→ **ТЕКСТ УПРАЖНЕНИЯ**
——

Отвергнутый всеми, пережив крах своих планов, Лас Касас искал утешения у доминиканцев, чьим лидером или провинциалом в Санто-Доминго был умный галисиец, фрай Доминго де Бетансос. Он язвительно сказал Лас Касасу, что тот уже достаточно много сделал для душ индейцев и пора бы уже подумать о своей. Бетансос знал, о чем говорил. Проведя бурную юность, он стал доминиканским монахом и в 1514 году отправился на Эспаньолу. Лас Касас, которому к тому времени было около тридцати восьми лет, укрылся в доминиканском монастыре в Санто-Доминго и к концу года, без всяких комментариев или каких-либо действий, решил там остаться. Он полностью разочаровался в жизни и вступил в доминиканский орден. Следующие десять лет он позволил себе размышлять обо всем случившемся. Поселенцы, освобожденные от гнета – так они считали – отца Бартоломе, далее стали жить так, как им хотелось, несмотря на его чудесный меморандум и возвышенные речи, произнесенные в далекой Кастилии.
В это время, в 1521 году, Хуан Понсе де Леон предпринял очередное плавание. К тому времени в Пуэрто-Рико его обошел судья Санчо Веласкес, который де-факто являлся губернатором и, как всегда, искал новые острова для завоеваний. Понсе имел в Пуэрто-Рико титул «капитана», но это мало что значило. Ныне он был единственным человеком, жившим здесь с самых ранних дней поселений на Карибах, и его по-прежнему интересовала Флорида. Он вновь отправился туда в феврале 1521 года из Сан-Хуана в сопровождении двух с половиной сотен человек на четырех кораблях, за которые он заплатил сам. На борту у него было несколько францисканцев, а также большое количество инструментов для земледелия, поскольку он планировал основать колонию. Он хотел основать ее на острове Санибель, что в устье реки Калусахатчи в Западной Флориде, но индейцы воспрепятствовали их высадке. Понсе был ранен отравленной стрелой. По пути на Кубу он умер в страшных муках недалеко от нынешнего порта Гаваны в июле, его останки в конечном итоге были доставлены в Пуэрто-Рико, где они и поныне покоятся в соборе Сан-Хуана.
Экспедиция была прекращена.
В конце мая 1522 года король-император Карл покинул Брюссель и вернулся в Испанию через Англию. В этот раз он задержался в Англии на несколько недель, до 6 июля, а затем отправился оттуда в Испанию из Саутгемптона, прибыв в Сантандер 16 июля. Вместе с ним прибыли четыре тысячи немецких и фламандских солдат. Оттуда он направился в Рейносу, затем в Агилар-де-Кампо и Паленсию, куда он прибыл 5 августа. Там он впервые после восстания комунерос созвал Совет королевства. На обсуждении стоял вопрос наказаний по результатам конфликта. Франсиско де лос Кобос и епископ Руис де ла Мота, как и епископ Фонсека и Эрнандо де Вега, заняли жесткую позицию, в то время как люди, действительно спасшие королевство, – коннетабль Веласко и адмирал Энрикес стояли за помилование.

——

→ **ПРЕДСТАВЛЕННЫЕ СТРОКИ**
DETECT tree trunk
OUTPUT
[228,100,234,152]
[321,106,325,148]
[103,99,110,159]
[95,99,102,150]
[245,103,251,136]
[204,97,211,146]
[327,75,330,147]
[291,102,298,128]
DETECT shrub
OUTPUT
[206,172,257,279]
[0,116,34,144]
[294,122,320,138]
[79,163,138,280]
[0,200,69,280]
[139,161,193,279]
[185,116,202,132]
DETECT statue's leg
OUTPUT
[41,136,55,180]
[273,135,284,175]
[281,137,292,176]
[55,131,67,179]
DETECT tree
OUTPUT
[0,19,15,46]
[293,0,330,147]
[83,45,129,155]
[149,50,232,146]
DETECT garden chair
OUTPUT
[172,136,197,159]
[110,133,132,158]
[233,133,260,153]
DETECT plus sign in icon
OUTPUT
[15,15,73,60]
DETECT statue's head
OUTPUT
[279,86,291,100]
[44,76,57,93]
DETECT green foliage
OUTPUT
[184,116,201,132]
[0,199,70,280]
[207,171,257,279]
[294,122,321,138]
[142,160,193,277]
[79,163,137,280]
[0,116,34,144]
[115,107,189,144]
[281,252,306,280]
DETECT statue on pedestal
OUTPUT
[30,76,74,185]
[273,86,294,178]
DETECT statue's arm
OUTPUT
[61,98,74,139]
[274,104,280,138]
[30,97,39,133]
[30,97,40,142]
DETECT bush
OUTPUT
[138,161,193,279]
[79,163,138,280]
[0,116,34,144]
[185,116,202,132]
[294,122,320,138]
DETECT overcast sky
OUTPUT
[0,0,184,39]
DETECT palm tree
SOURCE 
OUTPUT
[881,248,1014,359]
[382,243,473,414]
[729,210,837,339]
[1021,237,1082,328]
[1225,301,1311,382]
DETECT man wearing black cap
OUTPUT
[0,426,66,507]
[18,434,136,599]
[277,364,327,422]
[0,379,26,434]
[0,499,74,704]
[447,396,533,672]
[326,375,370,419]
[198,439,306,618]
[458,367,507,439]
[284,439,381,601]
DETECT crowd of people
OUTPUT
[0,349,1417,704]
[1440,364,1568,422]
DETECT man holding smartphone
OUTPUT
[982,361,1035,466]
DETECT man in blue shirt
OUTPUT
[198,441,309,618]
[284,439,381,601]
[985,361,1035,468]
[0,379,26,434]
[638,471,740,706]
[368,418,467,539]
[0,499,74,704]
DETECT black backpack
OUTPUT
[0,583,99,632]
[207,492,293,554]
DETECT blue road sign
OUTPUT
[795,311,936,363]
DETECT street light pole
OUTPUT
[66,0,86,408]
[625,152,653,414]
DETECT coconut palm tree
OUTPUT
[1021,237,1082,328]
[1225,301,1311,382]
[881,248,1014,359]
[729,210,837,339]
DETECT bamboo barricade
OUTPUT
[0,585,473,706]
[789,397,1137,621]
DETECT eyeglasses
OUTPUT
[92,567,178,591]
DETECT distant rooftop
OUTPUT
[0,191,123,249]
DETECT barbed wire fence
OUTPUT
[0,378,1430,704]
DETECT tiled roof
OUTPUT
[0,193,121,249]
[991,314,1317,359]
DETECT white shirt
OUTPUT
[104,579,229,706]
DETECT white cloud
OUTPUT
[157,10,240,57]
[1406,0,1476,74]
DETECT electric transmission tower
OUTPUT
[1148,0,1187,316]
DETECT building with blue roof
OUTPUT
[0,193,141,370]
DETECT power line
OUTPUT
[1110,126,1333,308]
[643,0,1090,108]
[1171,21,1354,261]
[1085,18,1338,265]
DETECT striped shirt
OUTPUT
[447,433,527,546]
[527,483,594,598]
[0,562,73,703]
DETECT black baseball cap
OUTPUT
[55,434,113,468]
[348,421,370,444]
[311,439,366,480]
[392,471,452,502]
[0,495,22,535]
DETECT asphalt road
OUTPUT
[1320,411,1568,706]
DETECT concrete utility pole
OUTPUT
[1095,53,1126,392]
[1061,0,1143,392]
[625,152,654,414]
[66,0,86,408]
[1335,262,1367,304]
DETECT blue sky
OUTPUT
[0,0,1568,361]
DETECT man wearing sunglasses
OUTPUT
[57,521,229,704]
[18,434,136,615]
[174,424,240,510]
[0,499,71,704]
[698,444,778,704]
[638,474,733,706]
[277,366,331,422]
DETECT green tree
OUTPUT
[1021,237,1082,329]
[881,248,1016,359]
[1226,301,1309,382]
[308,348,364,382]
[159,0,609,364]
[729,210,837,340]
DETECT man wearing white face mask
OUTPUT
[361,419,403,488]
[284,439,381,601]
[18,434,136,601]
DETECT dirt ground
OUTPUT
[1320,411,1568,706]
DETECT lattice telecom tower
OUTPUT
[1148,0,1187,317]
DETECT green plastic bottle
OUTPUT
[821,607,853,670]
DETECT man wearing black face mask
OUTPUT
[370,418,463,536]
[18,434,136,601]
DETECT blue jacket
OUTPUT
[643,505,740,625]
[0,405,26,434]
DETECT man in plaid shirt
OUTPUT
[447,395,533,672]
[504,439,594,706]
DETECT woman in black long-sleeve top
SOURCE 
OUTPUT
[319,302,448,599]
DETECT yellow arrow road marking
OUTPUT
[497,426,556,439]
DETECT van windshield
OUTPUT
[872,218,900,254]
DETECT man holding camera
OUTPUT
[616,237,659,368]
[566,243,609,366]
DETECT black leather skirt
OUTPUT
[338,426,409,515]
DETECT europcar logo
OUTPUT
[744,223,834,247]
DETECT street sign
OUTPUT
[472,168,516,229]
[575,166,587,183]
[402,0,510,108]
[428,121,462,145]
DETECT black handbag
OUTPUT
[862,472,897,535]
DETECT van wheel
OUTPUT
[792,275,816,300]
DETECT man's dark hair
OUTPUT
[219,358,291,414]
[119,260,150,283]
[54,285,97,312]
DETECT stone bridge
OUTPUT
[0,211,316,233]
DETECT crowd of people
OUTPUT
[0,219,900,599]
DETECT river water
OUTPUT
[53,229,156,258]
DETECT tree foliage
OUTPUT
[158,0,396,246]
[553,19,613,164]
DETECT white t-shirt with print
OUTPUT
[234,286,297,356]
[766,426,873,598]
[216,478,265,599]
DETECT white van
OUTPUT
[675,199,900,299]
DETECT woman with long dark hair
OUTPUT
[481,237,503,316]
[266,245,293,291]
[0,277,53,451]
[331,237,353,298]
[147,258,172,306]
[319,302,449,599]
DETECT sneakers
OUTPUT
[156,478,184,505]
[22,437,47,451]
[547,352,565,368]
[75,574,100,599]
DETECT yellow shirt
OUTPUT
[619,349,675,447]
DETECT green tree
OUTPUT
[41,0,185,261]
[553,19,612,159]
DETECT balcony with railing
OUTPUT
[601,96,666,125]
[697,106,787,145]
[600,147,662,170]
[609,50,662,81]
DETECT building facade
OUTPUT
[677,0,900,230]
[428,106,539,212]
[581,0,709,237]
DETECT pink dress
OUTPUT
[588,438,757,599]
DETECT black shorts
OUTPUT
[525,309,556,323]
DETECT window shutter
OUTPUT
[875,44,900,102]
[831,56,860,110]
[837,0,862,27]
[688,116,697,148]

——

→ **ЗАДАНИЕ A**
В какой город Карл прибыл 16 июля, согласно тексту упражнения?
→ **ЗАДАНИЕ B**
Обновите фрагмент текста упражнения: начните с места со словами «Экспедиция была прекращена.» и закончите после слов «стояли за помилование.», заменив в нем «Сантандер» на «Ларедо».

→ **РЕШЕНИЕ ЗАДАЧИ A**
В Сантандер.

→ **РЕШЕНИЕ ЗАДАЧИ B**
Экспедиция была прекращена.
В конце мая 1522 года король-император Карл покинул Брюссель и вернулся в Испанию через Англию. В этот раз он задержался в Англии на несколько недель, до 6 июля, а затем отправился оттуда в Испанию из Саутгемптона, прибыв в Ларедо 16 июля. Вместе с ним прибыли четыре тысячи немецких и фламандских солдат. Оттуда он направился в Рейносу, затем в Агилар-де-Кампо и Паленсию, куда он прибыл 5 августа. Там он впервые после восстания комунерос созвал Совет королевства. На обсуждении стоял вопрос наказаний по результатам конфликта. Франсиско де лос Кобос и епископ Руис де ла Мота, как и епископ Фонсека и Эрнандо де Вега, заняли жесткую позицию, в то время как люди, действительно спасшие королевство, – коннетабль Веласко и адмирал Энрикес стояли за помилование.